TEXT PASSAGE ▸
============

Thank you for your review, which made me glad I sent out the patch early
as an RFC.  I (think I) understand the issues you pointed out and,
although some of them could be fixed (the races), I guess there's no point
pursuing this any further, since you consider the concept itself to be
broken.  Again, thank you for your time.

Cheers,
  
Clay Harris Oct. 10, 2023, 5:47 a.m. UTC | #3
Apologies, this message was intended as a reply to Al Viro, but I accidentally
deleted that message so I'm replying to the reply instead.

On Mon, Oct 09 2023 at 16:14:27 +0100, Luis Henriques quoth thus:

> Al Viro <viro@zeniv.linux.org.uk> writes:
> 
> > On Fri, Sep 29, 2023 at 03:04:56PM +0100, Luis Henriques wrote:
> >
> >> -int do_unlinkat(int dfd, struct filename *name)
> >> +int do_unlinkat(int dfd, struct filename *name, int flags)
> >>  {
> >>  	int error;
> >> -	struct dentry *dentry;
> >> +	struct dentry *dentry, *parent;
> >>  	struct path path;
> >>  	struct qstr last;
> >>  	int type;
> >>  	struct inode *inode = NULL;
> >>  	struct inode *delegated_inode = NULL;
> >>  	unsigned int lookup_flags = 0;
> >> -retry:
> >> -	error = filename_parentat(dfd, name, lookup_flags, &path, &last, &type);
> >> -	if (error)
> >> -		goto exit1;
> >> +	bool empty_path = (flags & AT_EMPTY_PATH);
> >>  
> >> -	error = -EISDIR;
> >> -	if (type != LAST_NORM)

============

LISTED RECORDS ▸

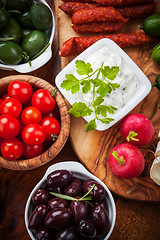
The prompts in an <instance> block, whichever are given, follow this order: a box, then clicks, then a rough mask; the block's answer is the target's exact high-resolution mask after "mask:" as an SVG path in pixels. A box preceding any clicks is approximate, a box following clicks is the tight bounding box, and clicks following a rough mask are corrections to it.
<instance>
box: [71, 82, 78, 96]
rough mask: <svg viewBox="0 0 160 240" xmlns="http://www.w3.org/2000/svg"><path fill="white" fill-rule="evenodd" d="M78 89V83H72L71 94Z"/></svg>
mask: <svg viewBox="0 0 160 240" xmlns="http://www.w3.org/2000/svg"><path fill="white" fill-rule="evenodd" d="M79 90H80V84H79V83H76V84H74V85H73V87H72V89H71V92H72V94H74V93H76V92H78V91H79Z"/></svg>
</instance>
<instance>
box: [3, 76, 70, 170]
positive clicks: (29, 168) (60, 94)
mask: <svg viewBox="0 0 160 240" xmlns="http://www.w3.org/2000/svg"><path fill="white" fill-rule="evenodd" d="M14 80H19V81H25V82H28V83H30V84H31V86H32V88H33V91H36V90H38V89H40V88H44V89H47V90H48V91H49V92H50V93H51V92H52V91H53V90H55V87H54V86H52V85H51V84H50V83H49V82H47V81H45V80H43V79H41V78H38V77H35V76H31V75H12V76H8V77H4V78H1V79H0V94H1V96H2V95H3V94H4V93H5V92H6V90H7V86H8V84H9V83H10V82H12V81H14ZM55 101H56V103H57V106H58V108H59V113H60V124H61V130H60V133H59V135H58V138H57V140H56V141H55V142H54V143H53V144H52V145H50V146H49V148H48V149H47V150H46V151H44V152H43V153H42V154H41V155H39V156H37V157H34V158H31V159H25V158H23V156H22V157H21V158H20V159H18V160H7V159H5V158H3V157H2V156H0V167H3V168H7V169H11V170H30V169H34V168H38V167H40V166H42V165H44V164H46V163H48V162H49V161H51V160H52V159H53V158H54V157H55V156H56V155H57V154H58V153H59V152H60V151H61V149H62V148H63V146H64V145H65V143H66V141H67V138H68V136H69V129H70V116H69V114H68V107H67V104H66V102H65V99H64V98H63V97H62V95H61V94H60V93H59V92H57V93H56V97H55Z"/></svg>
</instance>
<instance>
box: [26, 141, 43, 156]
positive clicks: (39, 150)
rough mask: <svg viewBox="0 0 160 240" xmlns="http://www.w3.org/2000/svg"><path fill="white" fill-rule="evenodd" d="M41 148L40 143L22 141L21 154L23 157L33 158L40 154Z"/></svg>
mask: <svg viewBox="0 0 160 240" xmlns="http://www.w3.org/2000/svg"><path fill="white" fill-rule="evenodd" d="M42 149H43V145H42V144H36V145H28V144H26V143H25V142H23V156H24V157H25V158H33V157H36V156H38V155H40V154H41V152H42Z"/></svg>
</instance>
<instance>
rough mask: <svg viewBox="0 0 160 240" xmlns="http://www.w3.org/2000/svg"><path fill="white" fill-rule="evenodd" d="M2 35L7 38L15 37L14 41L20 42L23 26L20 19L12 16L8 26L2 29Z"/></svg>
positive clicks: (2, 35) (5, 37) (1, 32)
mask: <svg viewBox="0 0 160 240" xmlns="http://www.w3.org/2000/svg"><path fill="white" fill-rule="evenodd" d="M1 36H2V37H5V38H8V37H13V38H14V39H13V42H16V43H19V42H20V40H21V27H20V25H19V23H18V21H17V20H16V19H14V18H11V19H10V21H9V24H8V25H7V26H6V28H5V29H3V30H2V31H1Z"/></svg>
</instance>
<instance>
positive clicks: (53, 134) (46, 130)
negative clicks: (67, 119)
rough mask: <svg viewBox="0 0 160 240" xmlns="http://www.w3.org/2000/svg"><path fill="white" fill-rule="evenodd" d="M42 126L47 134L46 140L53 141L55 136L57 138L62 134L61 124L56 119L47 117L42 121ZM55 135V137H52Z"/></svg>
mask: <svg viewBox="0 0 160 240" xmlns="http://www.w3.org/2000/svg"><path fill="white" fill-rule="evenodd" d="M41 126H42V127H43V129H44V131H45V132H46V140H47V141H50V140H53V137H54V135H55V136H57V135H58V134H59V132H60V123H59V122H58V120H57V119H56V118H54V117H45V118H43V119H42V121H41ZM51 134H53V137H51Z"/></svg>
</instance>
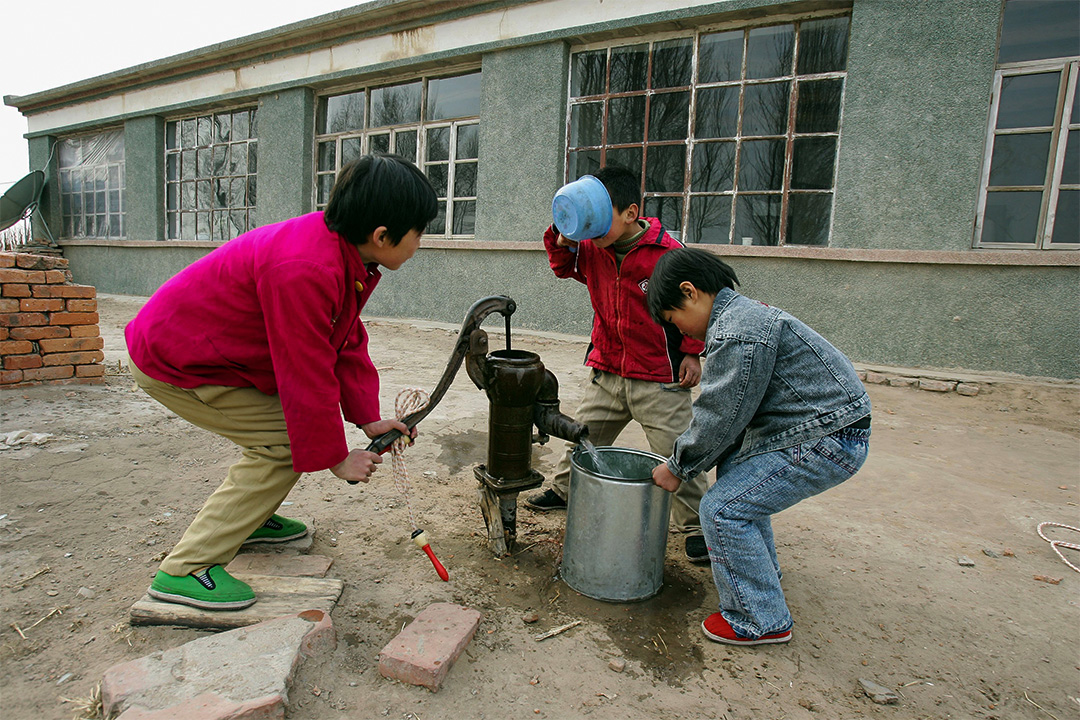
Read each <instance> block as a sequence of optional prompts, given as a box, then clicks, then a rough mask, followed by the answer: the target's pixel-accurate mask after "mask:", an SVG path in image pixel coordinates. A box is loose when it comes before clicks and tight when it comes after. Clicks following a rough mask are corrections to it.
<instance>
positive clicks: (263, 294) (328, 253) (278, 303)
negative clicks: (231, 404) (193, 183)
mask: <svg viewBox="0 0 1080 720" xmlns="http://www.w3.org/2000/svg"><path fill="white" fill-rule="evenodd" d="M379 276H380V275H379V271H378V269H377V267H376V266H370V267H365V266H364V264H363V262H362V261H361V259H360V254H359V253H357V252H356V247H355V246H354V245H352V244H350V243H348V242H347V241H346V240H345V239H343V237H341V236H340V235H338V234H337V233H334V232H330V231H329V230H328V229H327V228H326V223H325V222H324V221H323V214H322V213H311V214H309V215H305V216H301V217H298V218H294V219H292V220H286V221H285V222H279V223H278V225H270V226H266V227H262V228H256V229H255V230H252V231H251V232H246V233H244V234H243V235H241V236H240V237H237V239H235V240H232V241H230V242H229V243H227V244H226V245H222V246H221V247H219V248H217V249H215V250H214V252H213V253H211V254H210V255H207V256H205V257H204V258H202V259H200V260H198V261H195V262H194V263H192V264H190V266H188V267H187V268H185V269H184V270H181V271H180V272H179V274H177V275H176V276H174V277H173V279H172V280H170V281H168V282H166V283H165V284H164V285H162V286H161V288H159V289H158V291H157V293H154V294H153V297H151V298H150V300H149V301H147V303H146V304H145V305H144V307H143V309H141V310H140V311H139V313H138V315H136V316H135V320H133V321H132V322H131V323H130V324H129V325H127V327H126V328H125V330H124V335H125V337H126V340H127V351H129V353H130V355H131V358H132V361H133V362H134V363H135V365H136V366H137V367H138V368H139V369H140V370H143V371H144V372H145V373H146V375H148V376H150V377H151V378H153V379H156V380H161V381H162V382H167V383H170V384H173V385H176V386H178V388H189V389H190V388H198V386H199V385H229V386H240V388H246V386H252V388H256V389H258V390H259V391H261V392H264V393H266V394H268V395H273V394H279V395H280V396H281V404H282V408H283V409H284V411H285V425H286V427H287V431H288V439H289V441H291V444H292V447H293V467H294V470H296V471H297V472H298V473H306V472H314V471H319V470H325V468H327V467H333V466H334V465H336V464H337V463H339V462H341V461H342V460H345V458H346V456H348V454H349V448H348V445H347V443H346V437H345V424H343V422H342V420H341V413H342V411H343V412H345V418H346V420H348V421H349V422H353V423H356V424H365V423H368V422H373V421H376V420H379V418H380V416H379V376H378V373H377V372H376V370H375V365H374V364H373V363H372V359H370V358H369V357H368V355H367V332H366V331H365V330H364V325H363V323H361V322H360V311H361V309H363V307H364V303H365V302H367V298H368V297H369V296H370V295H372V290H373V289H375V286H376V284H377V283H378V282H379Z"/></svg>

============

REQUIREMENT 1 ▸
Print the part of the mailing list thread from "On Mon, Oct" up to and including "filename *name, int flags)", word for word.
REQUIREMENT 2 ▸
Name every person mentioned by name in the mailing list thread.
REQUIREMENT 3 ▸
Pick up the mailing list thread where it stops and keep it going.

EXPECTED OUTPUT 1 ▸
On Mon, Oct 09 2023 at 16:14:27 +0100, Luis Henriques quoth thus:

> Al Viro <viro@zeniv.linux.org.uk> writes:
> 
> > On Fri, Sep 29, 2023 at 03:04:56PM +0100, Luis Henriques wrote:
> >
> >> -int do_unlinkat(int dfd, struct filename *name)
> >> +int do_unlinkat(int dfd, struct filename *name, int flags)

EXPECTED OUTPUT 2 ▸
Clay Harris, Al Viro, Luis Henriques

EXPECTED OUTPUT 3 ▸
> >> -		goto exit2;
> >> +retry:
> >> +	if (empty_path) {
> >> +		error = filename_lookup(dfd, name, 0, &path, NULL);
> >> +		if (error)
> >> +			goto exit1;
> >> +		parent = path.dentry->d_parent;
> >> +		dentry = path.dentry;
> >> +	} else {
> >> +		error = filename_parentat(dfd, name, lookup_flags, &path, &last, &type);
> >> +		if (error)
> >> +			goto exit1;
> >> +		error = -EISDIR;
> >> +		if (type != LAST_NORM)
> >> +			goto exit2;
> >> +		parent = path.dentry;
> >> +	}
> >>  
> >>  	error = mnt_want_write(path.mnt);
> >>  	if (error)
> >>  		goto exit2;
> >>  retry_deleg:
> >> -	inode_lock_nested(path.dentry->d_inode, I_MUTEX_PARENT);
> >> -	dentry = lookup_one_qstr_excl(&last, path.dentry, lookup_flags);
> >> +	inode_lock_nested(parent->d_inode, I_MUTEX_PARENT);
> >> +	if (!empty_path)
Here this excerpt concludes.